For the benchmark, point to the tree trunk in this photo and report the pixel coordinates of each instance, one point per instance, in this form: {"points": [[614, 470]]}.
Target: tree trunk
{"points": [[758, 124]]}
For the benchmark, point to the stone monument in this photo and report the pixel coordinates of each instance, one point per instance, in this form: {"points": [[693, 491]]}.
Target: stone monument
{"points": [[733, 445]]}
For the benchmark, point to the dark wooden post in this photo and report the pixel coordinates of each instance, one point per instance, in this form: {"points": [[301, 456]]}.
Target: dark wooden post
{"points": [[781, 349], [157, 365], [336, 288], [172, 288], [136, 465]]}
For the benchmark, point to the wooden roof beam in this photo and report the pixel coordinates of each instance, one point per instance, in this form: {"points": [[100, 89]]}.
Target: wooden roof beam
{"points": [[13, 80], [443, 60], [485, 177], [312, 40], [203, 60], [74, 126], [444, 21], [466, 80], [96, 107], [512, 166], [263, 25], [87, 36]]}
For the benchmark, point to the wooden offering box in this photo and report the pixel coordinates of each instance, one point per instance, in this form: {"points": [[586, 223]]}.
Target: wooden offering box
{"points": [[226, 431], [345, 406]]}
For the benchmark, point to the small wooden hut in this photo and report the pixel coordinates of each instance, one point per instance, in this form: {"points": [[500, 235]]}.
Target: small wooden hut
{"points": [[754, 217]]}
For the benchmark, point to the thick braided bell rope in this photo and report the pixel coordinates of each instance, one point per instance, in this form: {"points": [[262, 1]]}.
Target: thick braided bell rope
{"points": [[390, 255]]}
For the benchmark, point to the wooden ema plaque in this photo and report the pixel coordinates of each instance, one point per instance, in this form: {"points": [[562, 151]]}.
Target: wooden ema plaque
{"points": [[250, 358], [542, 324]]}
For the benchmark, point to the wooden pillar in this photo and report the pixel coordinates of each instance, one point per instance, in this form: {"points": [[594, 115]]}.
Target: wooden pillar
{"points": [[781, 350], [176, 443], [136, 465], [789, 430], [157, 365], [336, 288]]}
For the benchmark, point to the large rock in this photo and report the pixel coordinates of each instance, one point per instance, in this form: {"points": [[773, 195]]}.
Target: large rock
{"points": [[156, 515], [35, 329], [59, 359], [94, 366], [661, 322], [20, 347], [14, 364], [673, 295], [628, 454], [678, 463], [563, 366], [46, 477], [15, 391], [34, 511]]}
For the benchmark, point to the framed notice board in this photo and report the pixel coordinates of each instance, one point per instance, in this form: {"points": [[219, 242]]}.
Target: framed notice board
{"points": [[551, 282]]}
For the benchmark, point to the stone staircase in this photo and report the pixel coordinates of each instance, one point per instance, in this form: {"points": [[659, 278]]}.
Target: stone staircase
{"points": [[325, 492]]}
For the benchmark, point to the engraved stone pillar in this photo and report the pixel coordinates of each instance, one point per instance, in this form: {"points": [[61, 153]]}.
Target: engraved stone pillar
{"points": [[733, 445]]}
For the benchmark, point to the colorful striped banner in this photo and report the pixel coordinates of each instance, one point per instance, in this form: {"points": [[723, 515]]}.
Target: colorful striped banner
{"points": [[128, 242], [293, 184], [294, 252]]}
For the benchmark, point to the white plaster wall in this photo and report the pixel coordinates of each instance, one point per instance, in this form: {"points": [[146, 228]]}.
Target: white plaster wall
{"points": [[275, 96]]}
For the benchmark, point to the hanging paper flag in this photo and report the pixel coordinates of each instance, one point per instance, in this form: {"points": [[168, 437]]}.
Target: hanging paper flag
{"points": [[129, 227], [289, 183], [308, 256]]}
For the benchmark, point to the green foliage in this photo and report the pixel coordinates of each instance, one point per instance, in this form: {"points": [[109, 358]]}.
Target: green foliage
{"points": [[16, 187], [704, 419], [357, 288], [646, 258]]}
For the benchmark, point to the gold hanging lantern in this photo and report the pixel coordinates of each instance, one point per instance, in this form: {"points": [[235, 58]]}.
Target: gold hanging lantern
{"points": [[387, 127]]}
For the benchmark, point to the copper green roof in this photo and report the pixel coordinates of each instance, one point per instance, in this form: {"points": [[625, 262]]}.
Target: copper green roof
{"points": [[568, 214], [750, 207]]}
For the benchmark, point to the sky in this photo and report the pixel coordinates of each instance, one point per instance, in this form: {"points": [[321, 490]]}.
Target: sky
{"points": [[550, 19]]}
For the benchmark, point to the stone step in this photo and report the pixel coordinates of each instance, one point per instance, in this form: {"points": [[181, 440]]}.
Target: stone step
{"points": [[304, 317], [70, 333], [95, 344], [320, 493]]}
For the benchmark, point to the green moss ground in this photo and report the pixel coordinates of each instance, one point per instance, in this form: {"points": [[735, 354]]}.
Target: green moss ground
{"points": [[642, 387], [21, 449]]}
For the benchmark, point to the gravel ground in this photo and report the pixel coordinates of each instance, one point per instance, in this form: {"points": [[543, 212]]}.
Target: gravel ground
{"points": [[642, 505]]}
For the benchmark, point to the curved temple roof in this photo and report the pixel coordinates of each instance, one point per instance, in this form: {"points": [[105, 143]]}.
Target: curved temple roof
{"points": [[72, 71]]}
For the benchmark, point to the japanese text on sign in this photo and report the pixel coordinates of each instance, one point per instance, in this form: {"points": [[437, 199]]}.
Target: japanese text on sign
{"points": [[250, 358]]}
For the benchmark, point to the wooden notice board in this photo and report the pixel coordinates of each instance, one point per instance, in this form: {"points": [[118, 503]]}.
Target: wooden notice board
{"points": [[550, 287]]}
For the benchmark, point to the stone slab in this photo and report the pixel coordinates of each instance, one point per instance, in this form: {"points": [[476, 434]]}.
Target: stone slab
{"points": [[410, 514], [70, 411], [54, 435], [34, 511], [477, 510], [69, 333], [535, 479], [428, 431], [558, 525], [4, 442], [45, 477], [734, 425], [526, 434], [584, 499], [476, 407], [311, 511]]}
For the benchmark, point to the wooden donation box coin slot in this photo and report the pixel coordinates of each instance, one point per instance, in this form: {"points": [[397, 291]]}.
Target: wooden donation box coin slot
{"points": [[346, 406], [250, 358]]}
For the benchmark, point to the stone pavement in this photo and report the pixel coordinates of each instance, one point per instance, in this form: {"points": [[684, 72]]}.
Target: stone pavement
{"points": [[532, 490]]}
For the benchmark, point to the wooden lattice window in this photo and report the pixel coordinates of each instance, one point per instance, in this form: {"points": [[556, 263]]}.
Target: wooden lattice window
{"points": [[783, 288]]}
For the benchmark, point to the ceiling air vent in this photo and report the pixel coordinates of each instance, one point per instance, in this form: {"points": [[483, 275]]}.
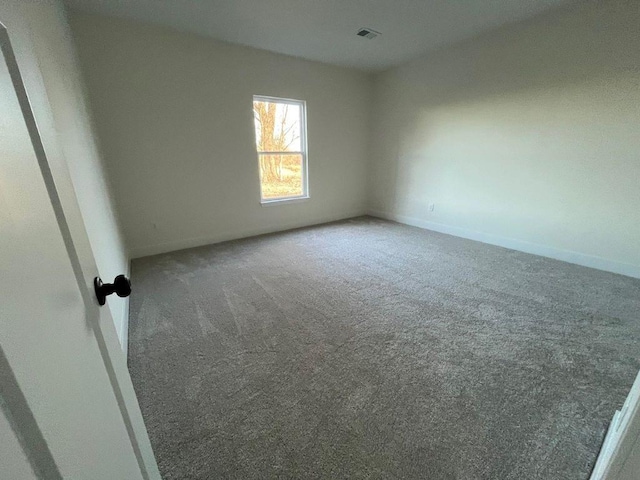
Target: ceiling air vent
{"points": [[367, 33]]}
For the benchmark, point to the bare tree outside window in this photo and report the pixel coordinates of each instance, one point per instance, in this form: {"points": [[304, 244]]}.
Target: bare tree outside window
{"points": [[280, 143]]}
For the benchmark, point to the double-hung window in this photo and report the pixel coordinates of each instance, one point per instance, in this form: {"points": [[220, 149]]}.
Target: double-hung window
{"points": [[281, 143]]}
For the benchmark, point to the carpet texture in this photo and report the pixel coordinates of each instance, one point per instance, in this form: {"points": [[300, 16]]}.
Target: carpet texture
{"points": [[369, 349]]}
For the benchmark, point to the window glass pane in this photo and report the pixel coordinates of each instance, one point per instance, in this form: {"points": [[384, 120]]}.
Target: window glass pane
{"points": [[281, 176], [278, 126]]}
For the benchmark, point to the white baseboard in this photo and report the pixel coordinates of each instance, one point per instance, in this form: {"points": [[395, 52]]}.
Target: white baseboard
{"points": [[515, 244], [155, 249], [622, 442]]}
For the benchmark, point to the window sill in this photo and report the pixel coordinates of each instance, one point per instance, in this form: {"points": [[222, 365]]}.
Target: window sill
{"points": [[281, 201]]}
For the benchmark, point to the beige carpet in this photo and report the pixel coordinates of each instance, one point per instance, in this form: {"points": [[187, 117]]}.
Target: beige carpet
{"points": [[368, 349]]}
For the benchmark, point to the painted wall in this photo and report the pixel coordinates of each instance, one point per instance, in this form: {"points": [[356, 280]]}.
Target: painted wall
{"points": [[45, 53], [527, 137], [173, 112]]}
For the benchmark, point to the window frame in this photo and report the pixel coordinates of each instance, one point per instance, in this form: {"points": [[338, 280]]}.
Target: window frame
{"points": [[303, 153]]}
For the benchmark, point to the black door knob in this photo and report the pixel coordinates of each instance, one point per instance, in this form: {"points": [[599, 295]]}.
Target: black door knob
{"points": [[121, 286]]}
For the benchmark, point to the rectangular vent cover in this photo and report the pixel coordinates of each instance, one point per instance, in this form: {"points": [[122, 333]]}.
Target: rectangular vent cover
{"points": [[367, 33]]}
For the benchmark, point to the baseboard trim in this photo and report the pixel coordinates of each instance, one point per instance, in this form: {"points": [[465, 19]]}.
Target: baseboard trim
{"points": [[155, 249], [515, 244]]}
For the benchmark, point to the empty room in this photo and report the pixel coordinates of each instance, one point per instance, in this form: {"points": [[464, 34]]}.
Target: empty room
{"points": [[304, 239]]}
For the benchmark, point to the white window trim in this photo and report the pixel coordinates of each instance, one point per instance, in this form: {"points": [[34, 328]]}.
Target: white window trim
{"points": [[303, 153]]}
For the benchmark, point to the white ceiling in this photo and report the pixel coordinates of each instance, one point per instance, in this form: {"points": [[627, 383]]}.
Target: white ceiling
{"points": [[325, 30]]}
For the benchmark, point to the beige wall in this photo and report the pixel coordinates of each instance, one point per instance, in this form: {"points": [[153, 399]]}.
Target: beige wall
{"points": [[41, 38], [174, 116], [527, 137]]}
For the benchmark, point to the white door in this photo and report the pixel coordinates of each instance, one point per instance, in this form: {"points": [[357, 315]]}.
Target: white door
{"points": [[67, 403]]}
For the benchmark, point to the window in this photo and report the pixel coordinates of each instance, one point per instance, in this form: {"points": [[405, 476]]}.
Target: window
{"points": [[282, 148]]}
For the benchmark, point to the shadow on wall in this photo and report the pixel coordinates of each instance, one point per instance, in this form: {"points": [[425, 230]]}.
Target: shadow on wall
{"points": [[529, 132]]}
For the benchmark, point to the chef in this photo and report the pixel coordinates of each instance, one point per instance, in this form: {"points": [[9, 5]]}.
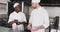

Goal of the exercise —
Reproduce the material word for word, from the line containing "For the benchmark, point to the window in" down through the end of the material, including both ends and leaving out the pictures.

Finished task —
For the benchmark, point to the window in this photo and report the pixel coordinates of each instance, one point per instance, in this form: {"points": [[405, 476]]}.
Target: window
{"points": [[282, 148]]}
For the benchmark, point to the shadow on wall in this photo and report the pixel coordinates of each instance, one point per instance, in this form: {"points": [[425, 230]]}.
Target: shadow on wall
{"points": [[529, 132]]}
For the benchmark, point to the chef in this photo and report the pixel coordinates of each instance, one point per instance, in this form: {"points": [[9, 5]]}.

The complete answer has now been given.